▶ **DATA**
┌──

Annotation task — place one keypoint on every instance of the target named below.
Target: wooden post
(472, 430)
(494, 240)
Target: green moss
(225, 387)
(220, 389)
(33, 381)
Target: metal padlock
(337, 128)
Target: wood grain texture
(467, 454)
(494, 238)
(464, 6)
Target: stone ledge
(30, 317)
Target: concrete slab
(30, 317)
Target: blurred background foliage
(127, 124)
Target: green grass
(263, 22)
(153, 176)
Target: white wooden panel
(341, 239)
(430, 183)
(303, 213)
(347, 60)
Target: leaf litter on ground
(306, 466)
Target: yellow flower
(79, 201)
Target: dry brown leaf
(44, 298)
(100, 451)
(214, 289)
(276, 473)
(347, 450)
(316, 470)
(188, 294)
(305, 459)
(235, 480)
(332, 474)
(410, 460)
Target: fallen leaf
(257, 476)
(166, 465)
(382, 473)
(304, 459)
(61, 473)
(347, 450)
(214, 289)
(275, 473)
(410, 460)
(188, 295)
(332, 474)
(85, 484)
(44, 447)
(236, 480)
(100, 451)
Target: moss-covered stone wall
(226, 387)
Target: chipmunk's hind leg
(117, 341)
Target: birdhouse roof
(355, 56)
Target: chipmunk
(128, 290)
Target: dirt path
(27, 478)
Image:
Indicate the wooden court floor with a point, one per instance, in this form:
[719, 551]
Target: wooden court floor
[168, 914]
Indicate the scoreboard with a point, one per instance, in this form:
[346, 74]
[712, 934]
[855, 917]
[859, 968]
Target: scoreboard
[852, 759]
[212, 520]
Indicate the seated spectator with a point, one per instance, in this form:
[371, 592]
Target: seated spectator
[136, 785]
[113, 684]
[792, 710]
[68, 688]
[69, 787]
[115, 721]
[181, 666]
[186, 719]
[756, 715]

└──
┌──

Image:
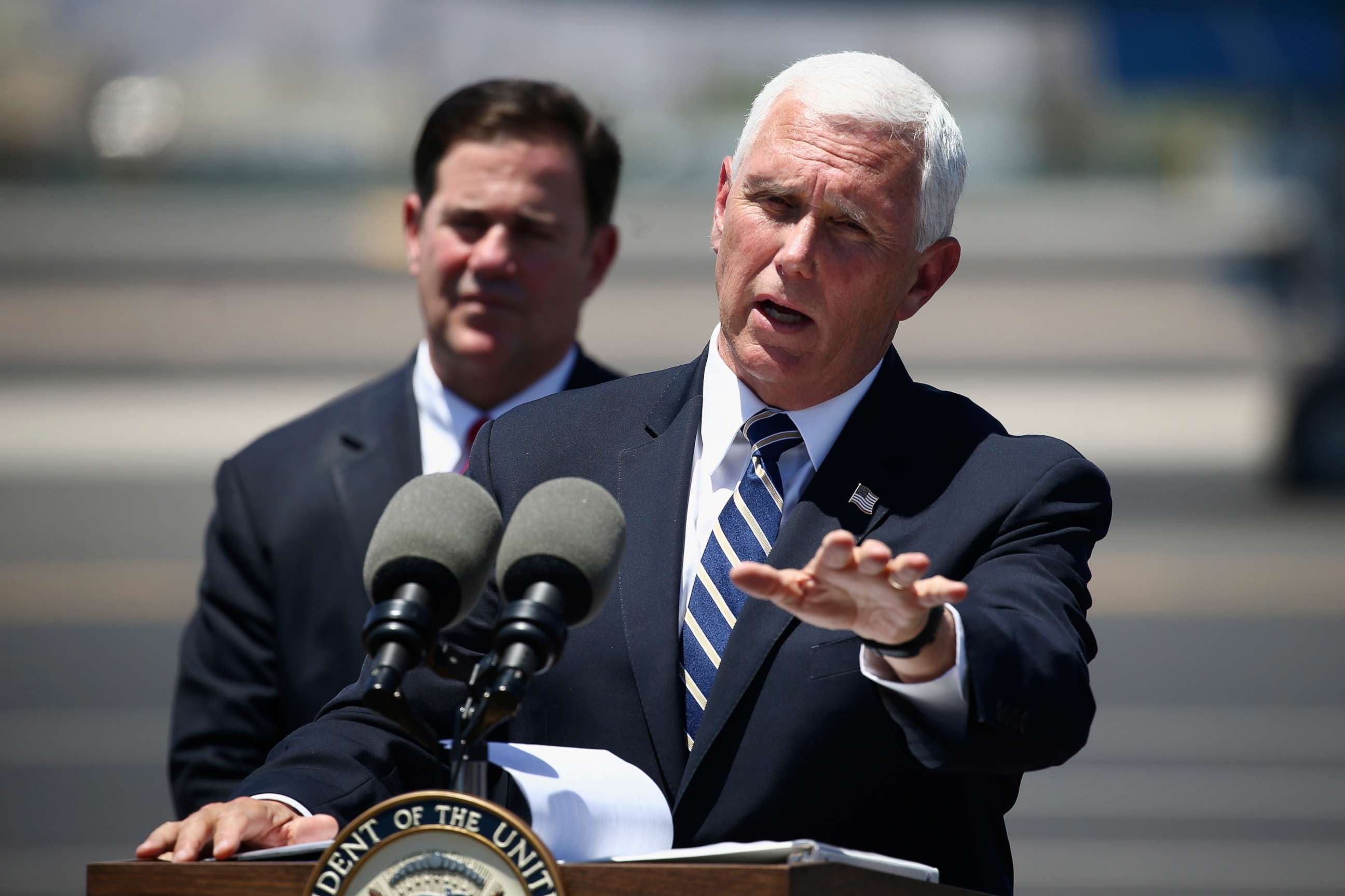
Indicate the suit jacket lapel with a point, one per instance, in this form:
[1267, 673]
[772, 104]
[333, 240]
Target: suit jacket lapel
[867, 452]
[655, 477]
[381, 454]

└──

Filter the entries down to the lines with the word "Indicate" in them, and copy those lines.

▶ **RESPONSE**
Indicate the wooden court floor with a point, one per instance, in this form:
Indicate the scoreboard with a point, one per instance, in this form:
Indicate the seated spectator with a point, one per instance, in this form:
Indicate the suit jacket lapel with a point, one per instance, in this form:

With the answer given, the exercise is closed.